Activity: Output each entry in full so that the result matches the data exactly.

Stored data:
--*--

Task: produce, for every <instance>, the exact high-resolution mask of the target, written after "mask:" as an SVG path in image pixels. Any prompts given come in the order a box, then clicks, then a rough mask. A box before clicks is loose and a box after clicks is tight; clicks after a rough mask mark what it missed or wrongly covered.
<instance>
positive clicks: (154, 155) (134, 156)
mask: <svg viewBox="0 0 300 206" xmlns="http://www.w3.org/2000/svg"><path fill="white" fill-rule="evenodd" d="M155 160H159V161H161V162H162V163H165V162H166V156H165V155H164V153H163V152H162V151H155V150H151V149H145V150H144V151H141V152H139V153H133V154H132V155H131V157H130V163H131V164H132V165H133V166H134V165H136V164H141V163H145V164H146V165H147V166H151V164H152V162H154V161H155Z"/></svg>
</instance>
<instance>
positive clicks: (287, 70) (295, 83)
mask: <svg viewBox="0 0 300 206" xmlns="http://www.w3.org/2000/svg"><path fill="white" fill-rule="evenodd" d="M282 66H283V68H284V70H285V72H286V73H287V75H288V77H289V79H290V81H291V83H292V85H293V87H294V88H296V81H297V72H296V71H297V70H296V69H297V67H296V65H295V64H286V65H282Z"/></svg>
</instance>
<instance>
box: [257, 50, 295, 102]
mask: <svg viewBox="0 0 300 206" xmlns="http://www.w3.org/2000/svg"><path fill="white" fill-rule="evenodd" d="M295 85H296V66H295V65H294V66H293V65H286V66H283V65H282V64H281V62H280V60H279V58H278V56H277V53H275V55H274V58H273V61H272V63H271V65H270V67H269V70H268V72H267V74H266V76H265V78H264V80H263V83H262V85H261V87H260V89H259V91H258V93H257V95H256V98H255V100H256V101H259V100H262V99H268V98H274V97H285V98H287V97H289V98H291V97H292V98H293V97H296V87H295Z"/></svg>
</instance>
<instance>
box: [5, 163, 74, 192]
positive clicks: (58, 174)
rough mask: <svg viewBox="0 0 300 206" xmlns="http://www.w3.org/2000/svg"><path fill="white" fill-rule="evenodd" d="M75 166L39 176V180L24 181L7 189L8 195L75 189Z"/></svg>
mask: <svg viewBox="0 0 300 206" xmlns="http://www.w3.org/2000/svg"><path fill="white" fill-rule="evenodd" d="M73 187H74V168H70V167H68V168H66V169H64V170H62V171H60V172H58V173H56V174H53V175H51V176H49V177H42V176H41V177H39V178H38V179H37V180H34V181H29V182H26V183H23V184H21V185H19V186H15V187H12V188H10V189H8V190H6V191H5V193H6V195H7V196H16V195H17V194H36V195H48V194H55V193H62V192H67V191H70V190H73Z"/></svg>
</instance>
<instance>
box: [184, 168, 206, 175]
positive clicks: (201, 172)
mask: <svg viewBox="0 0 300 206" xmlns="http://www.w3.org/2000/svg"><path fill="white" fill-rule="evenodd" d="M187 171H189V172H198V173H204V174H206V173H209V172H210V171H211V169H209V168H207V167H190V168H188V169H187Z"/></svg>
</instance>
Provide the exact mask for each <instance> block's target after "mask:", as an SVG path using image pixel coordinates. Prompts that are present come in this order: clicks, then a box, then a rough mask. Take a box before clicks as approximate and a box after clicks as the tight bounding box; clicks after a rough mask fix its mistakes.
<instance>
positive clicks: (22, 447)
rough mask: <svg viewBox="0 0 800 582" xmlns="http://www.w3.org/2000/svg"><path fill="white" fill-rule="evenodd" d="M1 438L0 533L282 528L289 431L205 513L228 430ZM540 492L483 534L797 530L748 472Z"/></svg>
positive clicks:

--*--

Solution for this exercise:
Task: produce, for every <instance>, the exact high-resolution mask of the target, written after "mask:" as an SVG path in image pixels. Any prompts given come in the order a box, then clicks, then a rough mask. A box before clicks is loose and a box after clicks is tight; clicks after a rough mask mark what it missed or wrongly covered.
<instance>
positive clicks: (154, 155) (134, 156)
mask: <svg viewBox="0 0 300 206" xmlns="http://www.w3.org/2000/svg"><path fill="white" fill-rule="evenodd" d="M155 160H159V161H161V162H162V163H165V162H166V156H165V155H164V153H163V152H162V151H155V150H151V149H145V150H144V151H141V152H139V153H133V154H132V155H131V157H130V163H131V164H132V165H133V166H134V165H136V164H141V163H145V164H146V165H147V166H151V164H152V162H154V161H155Z"/></svg>
</instance>
<instance>
positive clicks: (287, 70) (295, 83)
mask: <svg viewBox="0 0 300 206" xmlns="http://www.w3.org/2000/svg"><path fill="white" fill-rule="evenodd" d="M282 66H283V68H284V70H285V72H286V73H287V75H288V77H289V79H290V81H291V83H292V85H293V87H294V88H296V81H297V72H296V71H297V70H296V69H297V67H296V65H295V64H286V65H282Z"/></svg>
</instance>
<instance>
box: [257, 50, 295, 102]
mask: <svg viewBox="0 0 300 206" xmlns="http://www.w3.org/2000/svg"><path fill="white" fill-rule="evenodd" d="M295 85H296V66H295V65H294V66H293V65H286V66H283V65H282V64H281V62H280V60H279V58H278V56H277V53H275V55H274V58H273V61H272V63H271V65H270V67H269V70H268V72H267V74H266V76H265V78H264V80H263V83H262V85H261V87H260V89H259V91H258V93H257V95H256V98H255V100H256V101H259V100H262V99H268V98H274V97H285V98H287V97H289V98H291V97H292V98H293V97H296V87H295Z"/></svg>
</instance>
<instance>
box: [5, 163, 74, 192]
positive clicks: (58, 174)
rough mask: <svg viewBox="0 0 300 206" xmlns="http://www.w3.org/2000/svg"><path fill="white" fill-rule="evenodd" d="M75 166L39 176V180L24 181L7 189L8 195L75 189Z"/></svg>
mask: <svg viewBox="0 0 300 206" xmlns="http://www.w3.org/2000/svg"><path fill="white" fill-rule="evenodd" d="M73 187H74V168H70V167H68V168H66V169H64V170H62V171H60V172H58V173H56V174H53V175H51V176H49V177H42V176H41V177H39V178H38V179H37V180H34V181H29V182H26V183H23V184H21V185H19V186H15V187H12V188H10V189H8V190H6V191H5V193H6V195H7V196H16V195H17V194H36V195H48V194H55V193H62V192H67V191H70V190H73Z"/></svg>
</instance>
<instance>
box: [184, 168, 206, 175]
positive clicks: (201, 172)
mask: <svg viewBox="0 0 300 206" xmlns="http://www.w3.org/2000/svg"><path fill="white" fill-rule="evenodd" d="M187 171H189V172H198V173H204V174H206V173H209V172H210V171H211V169H209V168H207V167H190V168H188V169H187Z"/></svg>
</instance>
Provide the exact mask for each <instance> block's target after "mask:", as an SVG path using image pixel coordinates. Prompts that are present come in this order: clicks, then a box, then a rough mask. Take a box before clicks as approximate and a box after clicks as the tight bounding box; clicks after a rough mask fix its mistakes.
<instance>
positive clicks: (22, 447)
rough mask: <svg viewBox="0 0 800 582" xmlns="http://www.w3.org/2000/svg"><path fill="white" fill-rule="evenodd" d="M1 438L0 533L282 528L289 431L205 513L228 430ZM540 492L483 534L797 530L748 472Z"/></svg>
positive clicks:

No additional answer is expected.